* Data to process *
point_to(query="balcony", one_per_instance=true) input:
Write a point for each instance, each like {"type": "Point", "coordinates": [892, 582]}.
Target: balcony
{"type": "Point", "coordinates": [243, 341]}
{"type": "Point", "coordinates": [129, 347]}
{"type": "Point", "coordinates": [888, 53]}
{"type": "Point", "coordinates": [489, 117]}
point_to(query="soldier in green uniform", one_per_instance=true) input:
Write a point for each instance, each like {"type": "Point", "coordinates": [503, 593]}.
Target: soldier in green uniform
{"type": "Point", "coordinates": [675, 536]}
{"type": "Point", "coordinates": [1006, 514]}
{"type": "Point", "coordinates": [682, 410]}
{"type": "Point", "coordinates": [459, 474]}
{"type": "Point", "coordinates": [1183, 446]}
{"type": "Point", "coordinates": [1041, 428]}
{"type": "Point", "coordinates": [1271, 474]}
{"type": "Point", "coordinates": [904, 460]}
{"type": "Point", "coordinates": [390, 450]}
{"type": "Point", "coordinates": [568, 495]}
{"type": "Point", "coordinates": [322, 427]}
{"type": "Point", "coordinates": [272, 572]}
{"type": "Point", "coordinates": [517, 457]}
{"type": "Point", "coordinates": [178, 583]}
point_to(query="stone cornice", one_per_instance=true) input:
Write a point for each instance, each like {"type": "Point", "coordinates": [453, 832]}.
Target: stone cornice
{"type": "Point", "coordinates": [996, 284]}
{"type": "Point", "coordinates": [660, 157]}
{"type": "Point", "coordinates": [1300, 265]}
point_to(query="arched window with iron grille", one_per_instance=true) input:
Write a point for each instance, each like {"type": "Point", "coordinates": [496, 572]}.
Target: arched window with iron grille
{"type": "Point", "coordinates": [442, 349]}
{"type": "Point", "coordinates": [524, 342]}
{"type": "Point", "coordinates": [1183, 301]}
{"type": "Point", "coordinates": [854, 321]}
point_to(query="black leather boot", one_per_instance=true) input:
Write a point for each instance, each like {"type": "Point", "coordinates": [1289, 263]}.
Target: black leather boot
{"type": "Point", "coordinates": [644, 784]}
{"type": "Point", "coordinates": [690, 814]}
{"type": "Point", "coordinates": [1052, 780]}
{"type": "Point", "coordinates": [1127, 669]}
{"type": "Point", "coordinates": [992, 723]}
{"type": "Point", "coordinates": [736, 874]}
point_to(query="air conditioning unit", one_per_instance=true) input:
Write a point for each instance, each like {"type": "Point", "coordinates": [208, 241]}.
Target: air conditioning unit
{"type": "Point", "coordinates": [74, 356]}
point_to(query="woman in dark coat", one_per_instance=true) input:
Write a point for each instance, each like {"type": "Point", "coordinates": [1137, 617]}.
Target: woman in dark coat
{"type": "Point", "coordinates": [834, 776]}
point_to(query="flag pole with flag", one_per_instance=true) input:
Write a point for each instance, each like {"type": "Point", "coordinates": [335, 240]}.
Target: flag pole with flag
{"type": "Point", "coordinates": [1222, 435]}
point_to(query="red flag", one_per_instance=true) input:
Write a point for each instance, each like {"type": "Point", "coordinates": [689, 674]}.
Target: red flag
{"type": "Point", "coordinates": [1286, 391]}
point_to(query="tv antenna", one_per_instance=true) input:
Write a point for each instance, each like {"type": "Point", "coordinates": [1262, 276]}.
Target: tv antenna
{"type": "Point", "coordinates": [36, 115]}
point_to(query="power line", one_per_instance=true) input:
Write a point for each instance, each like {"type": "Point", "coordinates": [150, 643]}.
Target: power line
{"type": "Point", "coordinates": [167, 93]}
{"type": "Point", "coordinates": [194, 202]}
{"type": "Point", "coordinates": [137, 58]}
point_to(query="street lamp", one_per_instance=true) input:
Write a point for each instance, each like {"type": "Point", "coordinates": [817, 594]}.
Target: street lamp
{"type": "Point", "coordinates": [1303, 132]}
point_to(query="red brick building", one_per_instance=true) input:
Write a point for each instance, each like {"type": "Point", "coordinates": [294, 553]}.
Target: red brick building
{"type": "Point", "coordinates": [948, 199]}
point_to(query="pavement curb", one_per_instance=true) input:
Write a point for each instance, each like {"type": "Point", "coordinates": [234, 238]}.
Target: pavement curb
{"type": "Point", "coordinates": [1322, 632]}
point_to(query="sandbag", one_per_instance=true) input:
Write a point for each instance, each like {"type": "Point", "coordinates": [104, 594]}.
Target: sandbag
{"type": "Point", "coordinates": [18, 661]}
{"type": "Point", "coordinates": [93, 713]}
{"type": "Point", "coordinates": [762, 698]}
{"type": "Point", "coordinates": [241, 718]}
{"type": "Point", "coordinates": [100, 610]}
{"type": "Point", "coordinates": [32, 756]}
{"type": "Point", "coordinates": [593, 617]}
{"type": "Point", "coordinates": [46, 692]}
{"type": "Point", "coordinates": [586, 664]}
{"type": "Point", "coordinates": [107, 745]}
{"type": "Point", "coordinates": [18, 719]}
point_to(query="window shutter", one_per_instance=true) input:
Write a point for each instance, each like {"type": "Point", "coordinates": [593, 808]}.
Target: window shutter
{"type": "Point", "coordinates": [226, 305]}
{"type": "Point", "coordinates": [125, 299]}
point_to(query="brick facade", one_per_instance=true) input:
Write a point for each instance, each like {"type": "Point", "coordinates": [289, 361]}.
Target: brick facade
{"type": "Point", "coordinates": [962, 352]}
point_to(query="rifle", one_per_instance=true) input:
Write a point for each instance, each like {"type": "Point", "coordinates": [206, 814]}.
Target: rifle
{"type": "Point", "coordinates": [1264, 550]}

* Task description *
Repeat back the data above, exact to the last character.

* Task output *
point_to(query="balcony", one_per_instance=true) input:
Write a point for each instance, each like {"type": "Point", "coordinates": [892, 582]}.
Target: balcony
{"type": "Point", "coordinates": [243, 341]}
{"type": "Point", "coordinates": [129, 347]}
{"type": "Point", "coordinates": [888, 53]}
{"type": "Point", "coordinates": [489, 117]}
point_to(query="soldier in green uniform", one_per_instance=true) input:
Write a point for each instance, each like {"type": "Point", "coordinates": [503, 593]}.
Target: soldier in green uniform
{"type": "Point", "coordinates": [675, 536]}
{"type": "Point", "coordinates": [1006, 514]}
{"type": "Point", "coordinates": [682, 410]}
{"type": "Point", "coordinates": [459, 474]}
{"type": "Point", "coordinates": [1183, 446]}
{"type": "Point", "coordinates": [1041, 428]}
{"type": "Point", "coordinates": [1271, 474]}
{"type": "Point", "coordinates": [904, 460]}
{"type": "Point", "coordinates": [390, 450]}
{"type": "Point", "coordinates": [568, 495]}
{"type": "Point", "coordinates": [322, 427]}
{"type": "Point", "coordinates": [272, 572]}
{"type": "Point", "coordinates": [517, 457]}
{"type": "Point", "coordinates": [178, 583]}
point_to(query="stone cornice", one_per_instance=true) input:
Write a point for each instance, each like {"type": "Point", "coordinates": [453, 832]}.
Target: stone cornice
{"type": "Point", "coordinates": [996, 284]}
{"type": "Point", "coordinates": [660, 157]}
{"type": "Point", "coordinates": [1300, 265]}
point_to(query="arched window with iron grille", one_per_instance=true) input:
Write a point for each instance, each like {"type": "Point", "coordinates": [496, 572]}.
Target: arched window with iron grille
{"type": "Point", "coordinates": [442, 349]}
{"type": "Point", "coordinates": [524, 342]}
{"type": "Point", "coordinates": [1183, 301]}
{"type": "Point", "coordinates": [854, 321]}
point_to(query="black leather boot", one_per_instance=true) input:
Write a point for each instance, each like {"type": "Point", "coordinates": [1289, 263]}.
Target: black leather boot
{"type": "Point", "coordinates": [644, 784]}
{"type": "Point", "coordinates": [690, 814]}
{"type": "Point", "coordinates": [1052, 780]}
{"type": "Point", "coordinates": [1127, 669]}
{"type": "Point", "coordinates": [992, 723]}
{"type": "Point", "coordinates": [736, 874]}
point_to(query="air conditioning unit", one_per_instance=true) input:
Write a point for each instance, each like {"type": "Point", "coordinates": [208, 241]}.
Target: air conditioning unit
{"type": "Point", "coordinates": [74, 356]}
point_to(query="woman in dark coat", one_per_instance=true) input:
Write a point for each instance, each like {"type": "Point", "coordinates": [1137, 617]}.
Target: woman in dark coat
{"type": "Point", "coordinates": [834, 776]}
point_to(query="flag pole with flag", one_per_instance=true) input:
Write a point for each instance, each like {"type": "Point", "coordinates": [335, 240]}.
Target: flag pole with flag
{"type": "Point", "coordinates": [1222, 435]}
point_to(query="red flag", one_per_instance=true) input:
Write a point for each instance, each like {"type": "Point", "coordinates": [689, 674]}.
Target: red flag
{"type": "Point", "coordinates": [1286, 391]}
point_to(query="tv antenna", one_per_instance=true) input:
Write a point for each instance, each like {"type": "Point", "coordinates": [1262, 276]}.
Target: tv antenna
{"type": "Point", "coordinates": [36, 115]}
point_to(query="power line", one_per_instance=true) input:
Write a point for each instance, each like {"type": "Point", "coordinates": [150, 643]}.
Target: power line
{"type": "Point", "coordinates": [167, 93]}
{"type": "Point", "coordinates": [194, 202]}
{"type": "Point", "coordinates": [137, 58]}
point_to(query="street lamp", one_per_instance=true) input:
Write a point for each instance, each like {"type": "Point", "coordinates": [817, 594]}.
Target: street lamp
{"type": "Point", "coordinates": [1303, 132]}
point_to(query="red brick building", one_per_instance=true) input:
Write a point for each instance, each like {"type": "Point", "coordinates": [294, 553]}.
Target: red brick building
{"type": "Point", "coordinates": [948, 199]}
point_to(query="pavement curb", one_per_instance=true) input:
Write a point for each instance, each like {"type": "Point", "coordinates": [234, 238]}.
Target: pavement curb
{"type": "Point", "coordinates": [1322, 632]}
point_to(query="sandbag", one_per_instance=true) input:
Write a point for each instance, each like {"type": "Point", "coordinates": [104, 594]}.
Target: sandbag
{"type": "Point", "coordinates": [18, 661]}
{"type": "Point", "coordinates": [93, 713]}
{"type": "Point", "coordinates": [762, 698]}
{"type": "Point", "coordinates": [241, 718]}
{"type": "Point", "coordinates": [100, 610]}
{"type": "Point", "coordinates": [32, 756]}
{"type": "Point", "coordinates": [593, 617]}
{"type": "Point", "coordinates": [46, 692]}
{"type": "Point", "coordinates": [586, 664]}
{"type": "Point", "coordinates": [107, 745]}
{"type": "Point", "coordinates": [18, 719]}
point_to(query="window shutter", one_per_instance=true) input:
Write a point for each instance, each like {"type": "Point", "coordinates": [593, 808]}.
Target: window shutter
{"type": "Point", "coordinates": [226, 305]}
{"type": "Point", "coordinates": [125, 299]}
point_to(query="brick facade", one_per_instance=true) input:
Write a point for each instance, each like {"type": "Point", "coordinates": [289, 361]}.
Target: brick facade
{"type": "Point", "coordinates": [962, 352]}
point_to(query="rifle", one_per_instance=true) input:
Write a point for each instance, each like {"type": "Point", "coordinates": [206, 814]}.
Target: rifle
{"type": "Point", "coordinates": [1264, 550]}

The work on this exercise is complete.